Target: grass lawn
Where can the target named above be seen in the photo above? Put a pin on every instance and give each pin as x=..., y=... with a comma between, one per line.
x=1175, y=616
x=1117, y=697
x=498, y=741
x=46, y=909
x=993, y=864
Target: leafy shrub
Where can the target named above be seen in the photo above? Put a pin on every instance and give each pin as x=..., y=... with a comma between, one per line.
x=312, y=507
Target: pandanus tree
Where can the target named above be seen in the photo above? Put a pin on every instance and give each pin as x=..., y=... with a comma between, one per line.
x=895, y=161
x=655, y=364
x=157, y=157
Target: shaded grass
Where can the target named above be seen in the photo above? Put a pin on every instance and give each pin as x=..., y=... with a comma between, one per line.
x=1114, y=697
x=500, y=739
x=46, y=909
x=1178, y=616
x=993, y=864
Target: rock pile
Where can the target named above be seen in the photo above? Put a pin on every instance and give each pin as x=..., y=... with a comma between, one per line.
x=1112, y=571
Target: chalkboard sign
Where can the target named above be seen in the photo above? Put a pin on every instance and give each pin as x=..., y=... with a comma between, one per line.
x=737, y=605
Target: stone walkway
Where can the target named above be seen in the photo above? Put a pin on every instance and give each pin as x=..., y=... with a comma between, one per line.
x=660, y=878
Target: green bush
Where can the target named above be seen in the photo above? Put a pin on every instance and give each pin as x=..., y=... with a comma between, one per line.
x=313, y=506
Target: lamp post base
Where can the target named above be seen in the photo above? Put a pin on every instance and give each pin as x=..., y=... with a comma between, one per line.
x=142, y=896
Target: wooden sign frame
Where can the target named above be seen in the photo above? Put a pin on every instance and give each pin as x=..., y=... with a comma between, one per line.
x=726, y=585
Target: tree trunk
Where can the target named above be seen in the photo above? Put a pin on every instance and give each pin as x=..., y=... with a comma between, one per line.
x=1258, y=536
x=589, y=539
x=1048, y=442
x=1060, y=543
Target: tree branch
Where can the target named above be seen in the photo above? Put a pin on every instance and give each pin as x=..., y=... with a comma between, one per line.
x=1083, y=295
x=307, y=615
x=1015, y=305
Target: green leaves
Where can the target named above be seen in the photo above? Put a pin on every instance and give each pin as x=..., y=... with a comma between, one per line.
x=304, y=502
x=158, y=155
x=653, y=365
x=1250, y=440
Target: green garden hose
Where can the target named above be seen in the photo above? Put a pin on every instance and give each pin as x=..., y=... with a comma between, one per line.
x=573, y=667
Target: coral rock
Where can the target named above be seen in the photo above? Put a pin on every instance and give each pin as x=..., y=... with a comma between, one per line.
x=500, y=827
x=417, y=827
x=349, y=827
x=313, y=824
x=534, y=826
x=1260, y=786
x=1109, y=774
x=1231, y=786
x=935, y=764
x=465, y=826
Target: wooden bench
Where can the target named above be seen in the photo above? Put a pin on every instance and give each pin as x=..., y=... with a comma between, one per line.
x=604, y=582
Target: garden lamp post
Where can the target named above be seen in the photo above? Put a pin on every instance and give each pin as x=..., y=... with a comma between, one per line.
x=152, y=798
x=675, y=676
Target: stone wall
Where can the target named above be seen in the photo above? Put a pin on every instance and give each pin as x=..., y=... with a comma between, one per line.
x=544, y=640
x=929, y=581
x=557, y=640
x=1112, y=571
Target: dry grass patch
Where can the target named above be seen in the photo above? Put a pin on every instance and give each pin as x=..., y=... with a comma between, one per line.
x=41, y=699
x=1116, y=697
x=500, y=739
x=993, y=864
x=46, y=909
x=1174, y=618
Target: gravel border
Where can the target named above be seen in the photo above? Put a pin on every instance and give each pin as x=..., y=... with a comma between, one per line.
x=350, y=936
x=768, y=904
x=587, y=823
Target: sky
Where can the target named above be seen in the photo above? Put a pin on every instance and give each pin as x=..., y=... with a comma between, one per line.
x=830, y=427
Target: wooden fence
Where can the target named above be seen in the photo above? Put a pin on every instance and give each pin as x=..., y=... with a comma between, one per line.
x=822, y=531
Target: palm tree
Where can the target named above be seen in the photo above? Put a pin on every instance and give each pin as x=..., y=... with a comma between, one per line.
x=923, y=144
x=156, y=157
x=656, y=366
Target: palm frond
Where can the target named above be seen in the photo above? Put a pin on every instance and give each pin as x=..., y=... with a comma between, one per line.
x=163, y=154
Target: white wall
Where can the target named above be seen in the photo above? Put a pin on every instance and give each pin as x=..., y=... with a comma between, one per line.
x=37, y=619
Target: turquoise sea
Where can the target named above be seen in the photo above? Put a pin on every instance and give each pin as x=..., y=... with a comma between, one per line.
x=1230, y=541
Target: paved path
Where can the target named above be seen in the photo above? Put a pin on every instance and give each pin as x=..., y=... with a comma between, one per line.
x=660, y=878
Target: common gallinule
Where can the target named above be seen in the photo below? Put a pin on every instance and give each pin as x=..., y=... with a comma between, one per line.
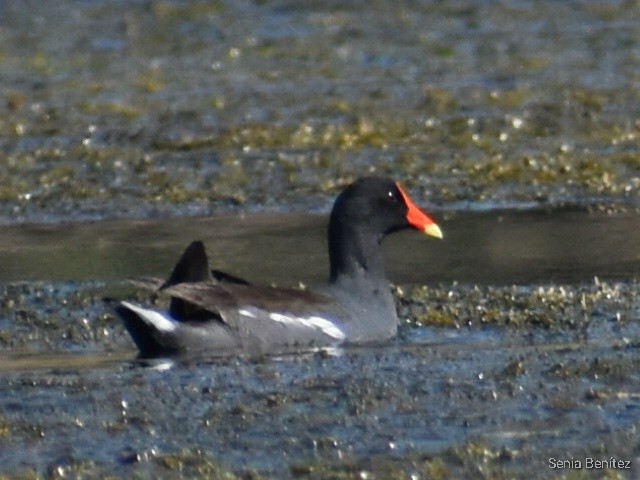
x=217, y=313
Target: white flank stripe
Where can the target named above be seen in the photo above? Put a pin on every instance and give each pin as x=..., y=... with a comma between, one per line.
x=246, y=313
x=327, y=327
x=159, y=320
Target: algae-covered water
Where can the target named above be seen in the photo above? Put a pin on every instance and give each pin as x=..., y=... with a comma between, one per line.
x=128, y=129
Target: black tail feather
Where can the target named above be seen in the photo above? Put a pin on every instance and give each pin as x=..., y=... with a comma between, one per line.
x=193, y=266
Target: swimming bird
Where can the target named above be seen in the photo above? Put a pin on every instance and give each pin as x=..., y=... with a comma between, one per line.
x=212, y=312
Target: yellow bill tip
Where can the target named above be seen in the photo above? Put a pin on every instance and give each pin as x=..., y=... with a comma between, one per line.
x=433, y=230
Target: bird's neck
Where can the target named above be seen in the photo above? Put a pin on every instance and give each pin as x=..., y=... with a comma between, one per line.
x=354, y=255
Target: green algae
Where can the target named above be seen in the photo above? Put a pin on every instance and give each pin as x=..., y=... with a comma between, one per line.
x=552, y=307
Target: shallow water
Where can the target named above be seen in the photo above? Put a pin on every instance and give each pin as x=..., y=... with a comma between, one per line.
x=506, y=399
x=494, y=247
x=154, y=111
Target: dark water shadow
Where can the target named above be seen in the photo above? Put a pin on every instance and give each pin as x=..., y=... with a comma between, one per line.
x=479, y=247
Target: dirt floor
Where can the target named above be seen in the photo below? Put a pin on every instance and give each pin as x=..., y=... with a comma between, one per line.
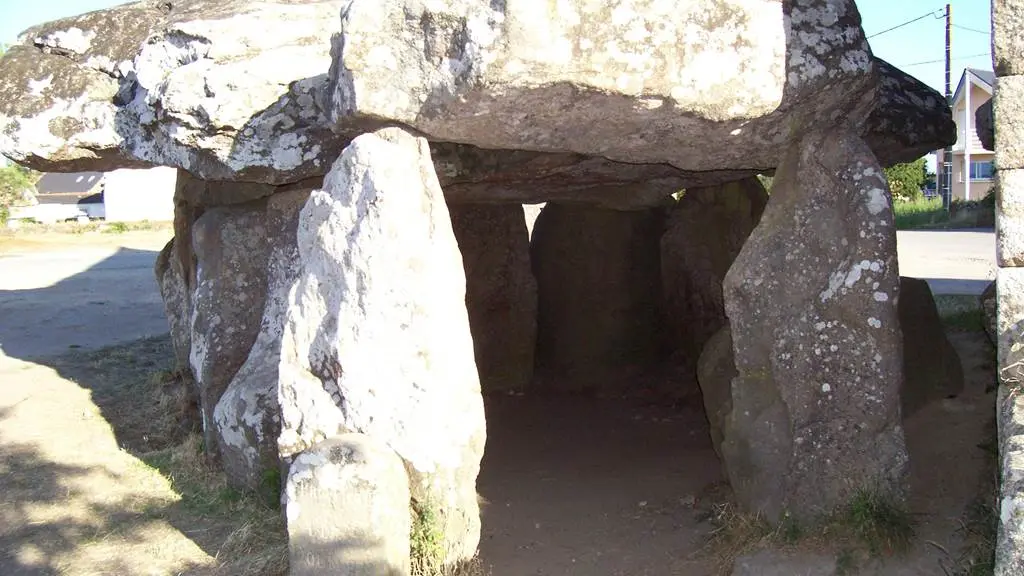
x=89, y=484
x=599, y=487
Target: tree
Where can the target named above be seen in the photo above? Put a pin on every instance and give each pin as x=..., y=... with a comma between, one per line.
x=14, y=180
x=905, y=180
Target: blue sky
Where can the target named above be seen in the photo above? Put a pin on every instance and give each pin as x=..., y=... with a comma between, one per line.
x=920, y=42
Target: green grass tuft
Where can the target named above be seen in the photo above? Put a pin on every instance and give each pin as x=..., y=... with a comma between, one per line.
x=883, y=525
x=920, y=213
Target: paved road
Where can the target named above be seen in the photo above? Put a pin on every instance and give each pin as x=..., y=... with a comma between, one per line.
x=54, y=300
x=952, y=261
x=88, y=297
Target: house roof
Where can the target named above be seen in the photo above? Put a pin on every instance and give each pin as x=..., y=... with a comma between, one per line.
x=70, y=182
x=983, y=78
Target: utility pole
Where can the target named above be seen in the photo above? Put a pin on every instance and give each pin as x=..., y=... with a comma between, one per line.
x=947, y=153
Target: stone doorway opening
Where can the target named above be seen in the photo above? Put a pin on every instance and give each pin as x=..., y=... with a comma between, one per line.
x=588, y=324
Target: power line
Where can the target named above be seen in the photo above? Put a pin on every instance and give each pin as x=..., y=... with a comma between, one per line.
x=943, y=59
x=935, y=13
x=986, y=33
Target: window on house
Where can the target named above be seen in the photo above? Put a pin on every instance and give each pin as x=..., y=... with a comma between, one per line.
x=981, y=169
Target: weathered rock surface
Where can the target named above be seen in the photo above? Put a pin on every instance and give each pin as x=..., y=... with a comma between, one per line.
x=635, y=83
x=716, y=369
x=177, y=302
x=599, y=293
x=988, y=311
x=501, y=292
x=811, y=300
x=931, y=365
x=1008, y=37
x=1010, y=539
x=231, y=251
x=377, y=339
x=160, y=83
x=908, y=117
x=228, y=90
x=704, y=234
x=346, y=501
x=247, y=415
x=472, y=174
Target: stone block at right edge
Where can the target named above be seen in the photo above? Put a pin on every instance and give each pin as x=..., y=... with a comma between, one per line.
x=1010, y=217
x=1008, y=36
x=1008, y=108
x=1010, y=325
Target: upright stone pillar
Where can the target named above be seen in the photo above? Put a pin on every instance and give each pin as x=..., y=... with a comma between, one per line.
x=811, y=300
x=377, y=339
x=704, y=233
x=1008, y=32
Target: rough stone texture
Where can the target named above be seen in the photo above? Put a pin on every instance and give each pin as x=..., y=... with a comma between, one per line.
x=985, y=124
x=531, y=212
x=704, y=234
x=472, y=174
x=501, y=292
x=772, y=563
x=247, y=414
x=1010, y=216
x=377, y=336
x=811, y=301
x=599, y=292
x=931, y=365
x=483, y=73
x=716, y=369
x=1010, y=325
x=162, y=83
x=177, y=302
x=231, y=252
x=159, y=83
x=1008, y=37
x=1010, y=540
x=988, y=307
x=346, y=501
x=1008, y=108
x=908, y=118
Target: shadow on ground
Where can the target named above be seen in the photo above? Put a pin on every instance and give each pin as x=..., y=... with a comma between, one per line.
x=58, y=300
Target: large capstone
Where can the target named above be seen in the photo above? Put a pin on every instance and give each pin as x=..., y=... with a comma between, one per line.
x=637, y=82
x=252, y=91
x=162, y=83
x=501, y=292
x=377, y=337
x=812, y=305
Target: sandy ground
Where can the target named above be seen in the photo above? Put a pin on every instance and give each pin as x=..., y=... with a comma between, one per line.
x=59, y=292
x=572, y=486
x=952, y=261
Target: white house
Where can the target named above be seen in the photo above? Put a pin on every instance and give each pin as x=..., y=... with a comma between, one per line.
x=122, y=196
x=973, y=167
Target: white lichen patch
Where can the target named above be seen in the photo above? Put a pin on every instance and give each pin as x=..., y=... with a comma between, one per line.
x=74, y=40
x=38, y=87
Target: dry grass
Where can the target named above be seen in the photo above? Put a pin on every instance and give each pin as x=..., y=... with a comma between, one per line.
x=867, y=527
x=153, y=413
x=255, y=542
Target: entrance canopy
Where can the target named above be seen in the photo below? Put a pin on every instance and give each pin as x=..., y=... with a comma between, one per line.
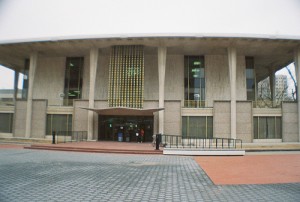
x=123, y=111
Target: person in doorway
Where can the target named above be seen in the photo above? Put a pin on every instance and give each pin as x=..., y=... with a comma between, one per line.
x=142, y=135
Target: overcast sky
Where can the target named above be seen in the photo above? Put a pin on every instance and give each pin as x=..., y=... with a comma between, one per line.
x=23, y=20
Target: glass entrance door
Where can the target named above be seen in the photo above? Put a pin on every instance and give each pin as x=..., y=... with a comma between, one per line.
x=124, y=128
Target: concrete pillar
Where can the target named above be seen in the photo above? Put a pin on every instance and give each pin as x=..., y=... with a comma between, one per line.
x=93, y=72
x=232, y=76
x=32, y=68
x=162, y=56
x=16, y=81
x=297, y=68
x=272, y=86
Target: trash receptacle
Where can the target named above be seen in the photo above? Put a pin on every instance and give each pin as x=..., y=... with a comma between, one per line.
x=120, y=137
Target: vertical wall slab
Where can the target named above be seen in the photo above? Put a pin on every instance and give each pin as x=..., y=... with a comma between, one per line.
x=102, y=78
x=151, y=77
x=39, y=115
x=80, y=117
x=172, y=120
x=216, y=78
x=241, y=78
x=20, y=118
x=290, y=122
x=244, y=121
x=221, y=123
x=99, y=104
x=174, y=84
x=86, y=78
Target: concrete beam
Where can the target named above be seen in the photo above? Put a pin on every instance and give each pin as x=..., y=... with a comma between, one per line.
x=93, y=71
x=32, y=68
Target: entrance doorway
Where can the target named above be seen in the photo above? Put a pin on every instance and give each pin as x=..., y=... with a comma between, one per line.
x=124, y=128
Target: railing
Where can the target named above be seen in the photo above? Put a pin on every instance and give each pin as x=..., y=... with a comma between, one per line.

────────────────────

Find "Target: green garden hose" in the entries above and copy that whole line exactly, then each line after it through the line that contains "Target: stone wall".

Target: green garden hose
Where can the target named above be seen in the photo above? Put a pin on every instance and give each pin as x=..., y=... with a comma between, one per line.
x=573, y=667
Target: coral rock
Where can the target named above be seen in the photo above? Put a pin on every instance and give each pin as x=..., y=... with a comma between, one per line.
x=500, y=827
x=417, y=827
x=349, y=827
x=313, y=824
x=534, y=826
x=1260, y=786
x=1109, y=774
x=1231, y=786
x=935, y=764
x=465, y=826
Target: wooden bench
Where can the target named above be seen in the photo above? Put a pin on every instance and give each pin as x=..., y=... with a comma between, one per line.
x=604, y=582
Target: garden lamp post
Where can the target named above be seen in the photo above? Put a pin on every instance and give each pin as x=..., y=... with a comma between, one per line.
x=152, y=798
x=675, y=676
Target: stone wall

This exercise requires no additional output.